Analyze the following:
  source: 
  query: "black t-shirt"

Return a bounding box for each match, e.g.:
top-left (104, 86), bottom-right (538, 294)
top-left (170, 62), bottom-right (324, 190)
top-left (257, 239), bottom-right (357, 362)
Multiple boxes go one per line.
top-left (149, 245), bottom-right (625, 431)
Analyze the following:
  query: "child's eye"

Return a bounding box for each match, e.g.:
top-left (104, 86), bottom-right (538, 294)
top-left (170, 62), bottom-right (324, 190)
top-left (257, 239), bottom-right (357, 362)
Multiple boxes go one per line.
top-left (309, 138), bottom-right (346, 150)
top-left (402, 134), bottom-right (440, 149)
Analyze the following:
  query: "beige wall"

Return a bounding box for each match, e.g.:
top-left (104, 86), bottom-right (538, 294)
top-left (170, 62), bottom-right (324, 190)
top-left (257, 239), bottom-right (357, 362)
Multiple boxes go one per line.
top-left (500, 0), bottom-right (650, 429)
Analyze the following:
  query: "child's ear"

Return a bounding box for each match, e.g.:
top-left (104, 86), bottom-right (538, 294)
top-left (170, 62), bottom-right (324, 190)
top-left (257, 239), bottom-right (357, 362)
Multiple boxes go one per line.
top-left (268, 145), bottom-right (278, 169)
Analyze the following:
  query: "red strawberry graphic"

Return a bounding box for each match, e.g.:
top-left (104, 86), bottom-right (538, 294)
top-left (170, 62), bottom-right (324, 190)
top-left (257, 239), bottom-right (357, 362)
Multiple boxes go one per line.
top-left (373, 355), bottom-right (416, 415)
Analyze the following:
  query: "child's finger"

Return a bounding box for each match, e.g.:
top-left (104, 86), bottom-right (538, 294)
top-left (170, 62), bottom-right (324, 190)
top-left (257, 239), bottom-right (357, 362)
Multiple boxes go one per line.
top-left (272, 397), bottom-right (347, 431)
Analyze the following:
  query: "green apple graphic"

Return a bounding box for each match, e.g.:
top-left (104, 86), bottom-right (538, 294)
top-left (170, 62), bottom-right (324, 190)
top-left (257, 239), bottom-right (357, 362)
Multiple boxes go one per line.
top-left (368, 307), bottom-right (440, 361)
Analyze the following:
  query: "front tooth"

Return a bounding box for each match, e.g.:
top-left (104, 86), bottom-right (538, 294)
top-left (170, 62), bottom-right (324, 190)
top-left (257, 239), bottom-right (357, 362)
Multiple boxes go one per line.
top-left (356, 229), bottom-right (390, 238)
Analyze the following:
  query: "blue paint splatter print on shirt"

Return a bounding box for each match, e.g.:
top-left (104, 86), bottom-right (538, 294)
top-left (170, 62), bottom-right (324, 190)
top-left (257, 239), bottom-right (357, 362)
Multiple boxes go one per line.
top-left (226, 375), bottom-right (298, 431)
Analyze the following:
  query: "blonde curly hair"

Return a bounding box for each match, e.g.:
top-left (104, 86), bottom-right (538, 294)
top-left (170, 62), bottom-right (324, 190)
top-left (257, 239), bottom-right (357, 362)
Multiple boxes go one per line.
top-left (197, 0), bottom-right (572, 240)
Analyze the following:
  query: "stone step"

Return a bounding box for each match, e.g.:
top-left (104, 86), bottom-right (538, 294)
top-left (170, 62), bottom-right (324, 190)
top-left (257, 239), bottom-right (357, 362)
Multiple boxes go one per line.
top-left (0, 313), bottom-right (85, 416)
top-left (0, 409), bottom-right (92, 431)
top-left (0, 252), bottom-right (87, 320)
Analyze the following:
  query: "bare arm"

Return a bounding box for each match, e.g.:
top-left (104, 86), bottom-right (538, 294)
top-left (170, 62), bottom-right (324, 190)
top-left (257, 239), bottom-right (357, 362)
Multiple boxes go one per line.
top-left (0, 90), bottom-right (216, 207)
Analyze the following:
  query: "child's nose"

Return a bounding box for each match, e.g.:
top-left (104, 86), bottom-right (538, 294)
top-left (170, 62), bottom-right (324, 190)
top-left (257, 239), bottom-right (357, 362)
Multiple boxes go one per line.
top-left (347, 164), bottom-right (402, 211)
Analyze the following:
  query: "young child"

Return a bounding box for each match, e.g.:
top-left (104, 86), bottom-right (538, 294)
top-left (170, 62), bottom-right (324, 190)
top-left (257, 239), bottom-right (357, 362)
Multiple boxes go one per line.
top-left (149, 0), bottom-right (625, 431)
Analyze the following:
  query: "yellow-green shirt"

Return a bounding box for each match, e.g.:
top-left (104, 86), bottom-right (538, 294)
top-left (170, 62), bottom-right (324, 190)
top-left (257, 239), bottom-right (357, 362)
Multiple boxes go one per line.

- - -

→ WORK TO DO
Copy all of the records above word for word, keeping every line and leaving nothing out.

→ ANSWER TO THE EXERCISE
Analyze the following:
  source: 
  query: "black t-shirt"

Return a bounding box for each match, e.g.:
top-left (104, 86), bottom-right (538, 294)
top-left (170, 62), bottom-right (324, 190)
top-left (257, 239), bottom-right (357, 362)
Multiple boxes go one per line.
top-left (149, 245), bottom-right (625, 431)
Analyze the following:
  query: "child's eye"

Return a bounding box for each match, e.g.:
top-left (104, 86), bottom-right (538, 294)
top-left (170, 62), bottom-right (324, 190)
top-left (257, 239), bottom-right (357, 362)
Multiple boxes go one per line.
top-left (309, 138), bottom-right (346, 150)
top-left (402, 134), bottom-right (440, 149)
Analyze the following:
  query: "beige wall"

Return a bounding box for each match, e.g.:
top-left (104, 86), bottom-right (538, 294)
top-left (170, 62), bottom-right (324, 190)
top-left (257, 239), bottom-right (357, 362)
Multiple boxes go one per line.
top-left (500, 0), bottom-right (650, 429)
Analyze the following:
  query: "child's ear"

Return a bounding box for each match, e.g.:
top-left (104, 86), bottom-right (538, 294)
top-left (170, 62), bottom-right (324, 190)
top-left (257, 239), bottom-right (357, 362)
Multiple boxes go one per line.
top-left (268, 145), bottom-right (278, 169)
Analyze the following:
  query: "red strawberry graphic"

Return a bounding box for each match, e.g.:
top-left (104, 86), bottom-right (538, 294)
top-left (170, 62), bottom-right (324, 190)
top-left (257, 239), bottom-right (357, 362)
Multiple boxes go one per line.
top-left (373, 355), bottom-right (416, 415)
Analyze the following:
  query: "child's finger"

Return a bounding box for each match, e.g.:
top-left (104, 86), bottom-right (538, 294)
top-left (170, 62), bottom-right (324, 190)
top-left (257, 239), bottom-right (357, 362)
Multiple boxes go one per line.
top-left (272, 397), bottom-right (347, 431)
Analyze the following:
  query: "green apple graphic"

Return a bounding box for each match, e.g.:
top-left (104, 86), bottom-right (538, 294)
top-left (170, 62), bottom-right (324, 190)
top-left (257, 239), bottom-right (357, 362)
Multiple boxes go one per line.
top-left (368, 307), bottom-right (440, 361)
Analyze the following:
  query: "front tooth"

Return a bounding box for each match, e.g.:
top-left (104, 86), bottom-right (538, 294)
top-left (170, 62), bottom-right (324, 190)
top-left (257, 239), bottom-right (357, 362)
Multiple boxes go one per line.
top-left (356, 229), bottom-right (390, 238)
Analyze the following:
  query: "blue paint splatter print on shirt"

Return a bounding box for each match, e.g.:
top-left (104, 86), bottom-right (538, 294)
top-left (170, 62), bottom-right (324, 190)
top-left (257, 239), bottom-right (357, 362)
Multiple boxes go one per line.
top-left (226, 375), bottom-right (298, 431)
Analyze the following:
  query: "blonde curly hair"

Return a bounding box for each match, e.g.:
top-left (104, 86), bottom-right (538, 294)
top-left (170, 62), bottom-right (324, 190)
top-left (257, 239), bottom-right (357, 362)
Multiple boxes go one per line.
top-left (197, 0), bottom-right (572, 240)
Analyze the following:
  query: "stone step"

Return a bounding box for each match, e.g.:
top-left (104, 86), bottom-right (538, 294)
top-left (170, 62), bottom-right (324, 190)
top-left (257, 239), bottom-right (357, 362)
Multiple boxes go one per line.
top-left (0, 313), bottom-right (85, 416)
top-left (0, 409), bottom-right (92, 431)
top-left (0, 252), bottom-right (87, 320)
Analyze the following:
  query: "bare arm"

Return a bounding box for each match, e.g.:
top-left (104, 86), bottom-right (538, 294)
top-left (170, 62), bottom-right (324, 190)
top-left (257, 239), bottom-right (357, 362)
Multiple boxes go one per line.
top-left (0, 90), bottom-right (216, 207)
Analyze the following:
  query: "child's nose"

Return a bounding box for each match, e.g.:
top-left (104, 86), bottom-right (538, 294)
top-left (170, 62), bottom-right (324, 190)
top-left (257, 239), bottom-right (357, 362)
Multiple boxes go one per line.
top-left (347, 164), bottom-right (402, 211)
Analyze the following:
  query: "young child"

Return a bounding box for each match, e.g.:
top-left (104, 86), bottom-right (538, 294)
top-left (170, 62), bottom-right (324, 190)
top-left (257, 239), bottom-right (357, 362)
Multiple boxes go one per line.
top-left (149, 0), bottom-right (625, 431)
Analyze the following:
  query: "yellow-green shirt"

Return a bounding box for each match, e.g.:
top-left (104, 86), bottom-right (538, 294)
top-left (170, 62), bottom-right (324, 190)
top-left (257, 239), bottom-right (357, 362)
Multiple boxes go one per line.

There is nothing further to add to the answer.